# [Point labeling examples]
■ ■ ■ ■
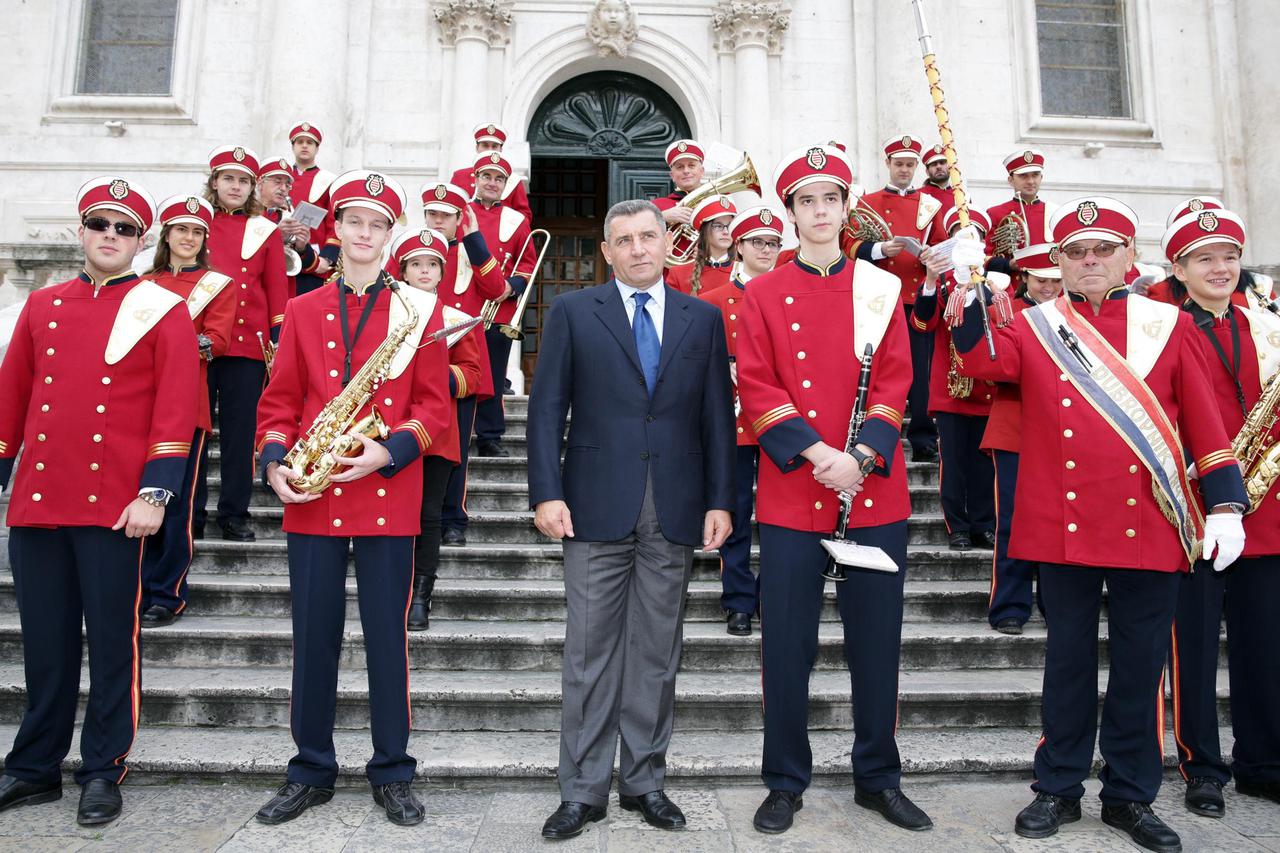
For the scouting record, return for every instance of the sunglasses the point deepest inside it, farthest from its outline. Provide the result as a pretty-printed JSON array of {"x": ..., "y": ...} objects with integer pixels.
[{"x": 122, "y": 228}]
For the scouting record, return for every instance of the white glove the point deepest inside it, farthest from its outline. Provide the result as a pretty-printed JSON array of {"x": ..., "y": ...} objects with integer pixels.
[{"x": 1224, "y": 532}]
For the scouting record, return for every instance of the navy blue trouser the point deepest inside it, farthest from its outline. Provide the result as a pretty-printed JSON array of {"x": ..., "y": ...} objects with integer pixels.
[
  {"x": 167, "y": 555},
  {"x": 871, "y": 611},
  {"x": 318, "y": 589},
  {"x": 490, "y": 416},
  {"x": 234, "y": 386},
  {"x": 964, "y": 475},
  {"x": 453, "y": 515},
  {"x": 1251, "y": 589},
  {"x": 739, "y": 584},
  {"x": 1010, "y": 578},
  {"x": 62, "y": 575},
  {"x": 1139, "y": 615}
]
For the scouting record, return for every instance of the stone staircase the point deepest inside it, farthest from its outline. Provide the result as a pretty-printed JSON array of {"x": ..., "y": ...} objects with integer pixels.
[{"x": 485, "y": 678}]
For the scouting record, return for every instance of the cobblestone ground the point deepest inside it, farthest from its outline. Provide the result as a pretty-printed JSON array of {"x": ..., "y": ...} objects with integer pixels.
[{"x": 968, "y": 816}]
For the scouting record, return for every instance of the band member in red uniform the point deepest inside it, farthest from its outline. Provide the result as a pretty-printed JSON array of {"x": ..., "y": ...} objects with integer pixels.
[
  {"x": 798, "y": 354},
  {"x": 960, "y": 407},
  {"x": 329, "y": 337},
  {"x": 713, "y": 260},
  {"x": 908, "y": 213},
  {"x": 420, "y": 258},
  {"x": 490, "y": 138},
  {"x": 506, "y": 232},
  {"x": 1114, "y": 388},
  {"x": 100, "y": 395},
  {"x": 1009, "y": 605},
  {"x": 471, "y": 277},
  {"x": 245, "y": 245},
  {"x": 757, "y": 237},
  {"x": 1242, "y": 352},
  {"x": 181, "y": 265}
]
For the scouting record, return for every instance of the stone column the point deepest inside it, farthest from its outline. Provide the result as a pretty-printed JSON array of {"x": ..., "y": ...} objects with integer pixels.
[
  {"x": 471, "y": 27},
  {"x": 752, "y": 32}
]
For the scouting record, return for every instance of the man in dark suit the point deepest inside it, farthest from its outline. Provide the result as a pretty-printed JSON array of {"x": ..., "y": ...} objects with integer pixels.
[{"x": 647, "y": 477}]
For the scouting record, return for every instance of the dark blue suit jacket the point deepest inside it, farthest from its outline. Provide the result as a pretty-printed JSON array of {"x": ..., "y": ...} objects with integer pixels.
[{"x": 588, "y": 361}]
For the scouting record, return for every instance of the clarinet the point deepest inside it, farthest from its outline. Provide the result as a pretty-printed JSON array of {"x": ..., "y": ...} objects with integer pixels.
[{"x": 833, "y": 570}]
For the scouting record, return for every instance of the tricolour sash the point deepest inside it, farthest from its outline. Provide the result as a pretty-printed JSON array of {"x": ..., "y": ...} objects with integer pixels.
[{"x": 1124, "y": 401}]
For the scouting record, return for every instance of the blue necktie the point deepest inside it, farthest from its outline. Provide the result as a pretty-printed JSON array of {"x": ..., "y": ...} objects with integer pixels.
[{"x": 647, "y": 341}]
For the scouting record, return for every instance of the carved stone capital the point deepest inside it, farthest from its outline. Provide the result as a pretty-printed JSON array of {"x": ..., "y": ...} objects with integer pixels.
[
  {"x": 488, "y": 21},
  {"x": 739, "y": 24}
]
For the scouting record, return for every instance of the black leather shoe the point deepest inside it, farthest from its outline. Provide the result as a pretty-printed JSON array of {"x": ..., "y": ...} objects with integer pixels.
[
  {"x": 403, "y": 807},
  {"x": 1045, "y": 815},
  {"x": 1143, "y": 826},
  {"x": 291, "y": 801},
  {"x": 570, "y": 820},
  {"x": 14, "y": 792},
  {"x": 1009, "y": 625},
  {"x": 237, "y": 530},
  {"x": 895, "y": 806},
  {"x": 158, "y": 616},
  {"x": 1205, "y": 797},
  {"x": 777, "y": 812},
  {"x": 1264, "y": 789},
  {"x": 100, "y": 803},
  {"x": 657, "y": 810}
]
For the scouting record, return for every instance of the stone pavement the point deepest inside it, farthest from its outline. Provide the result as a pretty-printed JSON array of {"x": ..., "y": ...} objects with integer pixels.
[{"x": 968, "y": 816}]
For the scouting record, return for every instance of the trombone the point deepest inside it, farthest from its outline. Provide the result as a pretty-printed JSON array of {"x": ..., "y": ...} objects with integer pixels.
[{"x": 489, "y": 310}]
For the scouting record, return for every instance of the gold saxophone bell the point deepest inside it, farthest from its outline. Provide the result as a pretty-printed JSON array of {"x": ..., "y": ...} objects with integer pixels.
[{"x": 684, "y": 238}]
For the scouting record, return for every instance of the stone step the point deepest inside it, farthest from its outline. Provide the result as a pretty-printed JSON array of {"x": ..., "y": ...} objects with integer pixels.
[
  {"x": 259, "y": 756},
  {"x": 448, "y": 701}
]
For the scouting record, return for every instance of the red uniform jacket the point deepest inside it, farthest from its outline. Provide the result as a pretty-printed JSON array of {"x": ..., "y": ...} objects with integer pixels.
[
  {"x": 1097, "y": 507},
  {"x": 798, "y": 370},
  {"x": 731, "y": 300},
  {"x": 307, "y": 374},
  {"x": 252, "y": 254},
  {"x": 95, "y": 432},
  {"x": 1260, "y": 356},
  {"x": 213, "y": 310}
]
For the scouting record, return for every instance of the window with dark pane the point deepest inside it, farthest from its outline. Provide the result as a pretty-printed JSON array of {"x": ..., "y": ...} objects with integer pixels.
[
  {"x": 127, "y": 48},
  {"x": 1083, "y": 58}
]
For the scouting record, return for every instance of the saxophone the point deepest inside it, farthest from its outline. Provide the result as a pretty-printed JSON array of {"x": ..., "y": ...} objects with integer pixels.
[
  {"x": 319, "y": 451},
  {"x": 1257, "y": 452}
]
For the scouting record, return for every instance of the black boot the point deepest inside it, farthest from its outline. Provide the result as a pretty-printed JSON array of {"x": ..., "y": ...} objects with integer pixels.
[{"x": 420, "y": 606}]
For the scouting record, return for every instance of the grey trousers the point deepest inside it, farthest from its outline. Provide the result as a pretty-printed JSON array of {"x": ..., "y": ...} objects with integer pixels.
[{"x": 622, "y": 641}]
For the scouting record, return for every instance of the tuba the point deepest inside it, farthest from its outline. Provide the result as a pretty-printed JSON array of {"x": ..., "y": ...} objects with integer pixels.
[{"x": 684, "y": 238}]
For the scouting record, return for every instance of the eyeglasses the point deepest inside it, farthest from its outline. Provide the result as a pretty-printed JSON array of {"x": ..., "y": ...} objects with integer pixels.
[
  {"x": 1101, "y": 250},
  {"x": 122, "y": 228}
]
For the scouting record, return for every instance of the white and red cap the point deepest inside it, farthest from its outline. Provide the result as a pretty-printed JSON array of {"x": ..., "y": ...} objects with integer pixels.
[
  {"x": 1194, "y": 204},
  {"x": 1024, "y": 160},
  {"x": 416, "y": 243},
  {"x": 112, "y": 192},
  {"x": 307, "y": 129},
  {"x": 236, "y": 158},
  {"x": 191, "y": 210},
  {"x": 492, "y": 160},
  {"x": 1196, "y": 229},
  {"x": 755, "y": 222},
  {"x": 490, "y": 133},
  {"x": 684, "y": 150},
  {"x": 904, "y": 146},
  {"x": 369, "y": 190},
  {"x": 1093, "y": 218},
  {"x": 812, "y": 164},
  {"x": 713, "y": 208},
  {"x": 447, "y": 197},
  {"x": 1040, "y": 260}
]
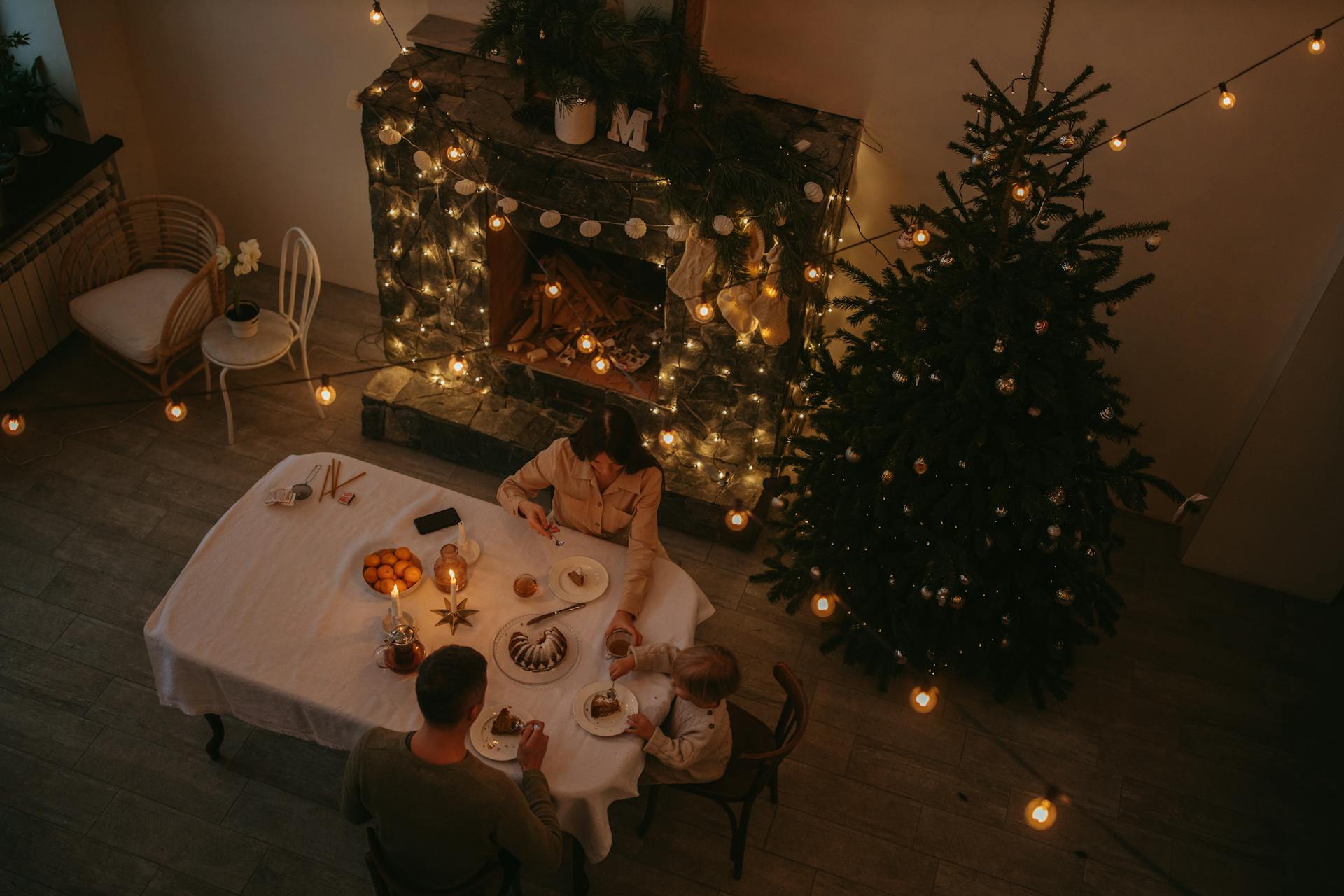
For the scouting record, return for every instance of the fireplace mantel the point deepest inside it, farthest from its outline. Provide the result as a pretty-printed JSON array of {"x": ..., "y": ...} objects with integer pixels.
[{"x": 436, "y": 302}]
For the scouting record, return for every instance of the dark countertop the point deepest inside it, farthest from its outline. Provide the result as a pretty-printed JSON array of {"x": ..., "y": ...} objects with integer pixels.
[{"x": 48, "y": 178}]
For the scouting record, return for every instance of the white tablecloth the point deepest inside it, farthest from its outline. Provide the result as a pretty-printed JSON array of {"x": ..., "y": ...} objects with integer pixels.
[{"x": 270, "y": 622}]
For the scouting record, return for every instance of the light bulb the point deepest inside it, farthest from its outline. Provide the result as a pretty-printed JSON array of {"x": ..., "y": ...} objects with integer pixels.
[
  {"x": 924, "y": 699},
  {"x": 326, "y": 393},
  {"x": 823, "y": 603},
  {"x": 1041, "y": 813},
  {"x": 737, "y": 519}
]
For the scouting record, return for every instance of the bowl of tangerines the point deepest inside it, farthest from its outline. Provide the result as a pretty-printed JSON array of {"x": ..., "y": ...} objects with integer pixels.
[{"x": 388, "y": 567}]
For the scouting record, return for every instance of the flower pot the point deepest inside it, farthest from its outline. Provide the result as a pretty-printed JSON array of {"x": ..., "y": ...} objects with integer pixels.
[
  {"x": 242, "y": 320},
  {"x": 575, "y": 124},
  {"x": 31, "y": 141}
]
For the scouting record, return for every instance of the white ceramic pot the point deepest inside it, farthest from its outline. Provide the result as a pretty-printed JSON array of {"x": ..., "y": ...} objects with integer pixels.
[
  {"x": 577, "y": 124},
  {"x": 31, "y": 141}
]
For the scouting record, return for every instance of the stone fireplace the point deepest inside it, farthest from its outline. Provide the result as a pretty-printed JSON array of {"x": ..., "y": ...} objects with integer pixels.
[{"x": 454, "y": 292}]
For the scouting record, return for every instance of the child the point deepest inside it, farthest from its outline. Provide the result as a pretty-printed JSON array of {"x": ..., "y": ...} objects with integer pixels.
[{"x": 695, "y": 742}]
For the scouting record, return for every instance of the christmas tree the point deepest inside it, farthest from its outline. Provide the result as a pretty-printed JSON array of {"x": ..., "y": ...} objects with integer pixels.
■ ■ ■ ■
# [WRITTEN PROBLEM]
Nothing outside the span should appear: transcribe the lines from the one containing "the white ceramic" through the last line of the records.

# [WRITTEN ANSWER]
For the scouting record, return for every instance of the white ceramic pot the point deepest inside it, farthest from its outline. Provide the result as a pretty-printed JSON array of {"x": ..., "y": ...} objects with integer pixels.
[
  {"x": 577, "y": 124},
  {"x": 31, "y": 141}
]
For the scouting record, return for every instance of the stone fireplace the point deepest inside it, farthest from its outline. Provide the result as a pretty-printed JSON array of {"x": ..., "y": ...} objects with integer pixels.
[{"x": 454, "y": 292}]
For the scouting record, return for every instance of the child the point deepest inside it, farthest from its outline. Provide the result as a pretty-printed JSON array of {"x": ..., "y": ...} objects with integer pixels.
[{"x": 695, "y": 742}]
For the scouting record, return for every instance of the christmas tree the point deepest inside it, farthest from its outline. Provide the result as a pretty-printed JSON array of {"x": ..., "y": ...} objects with integer pixels.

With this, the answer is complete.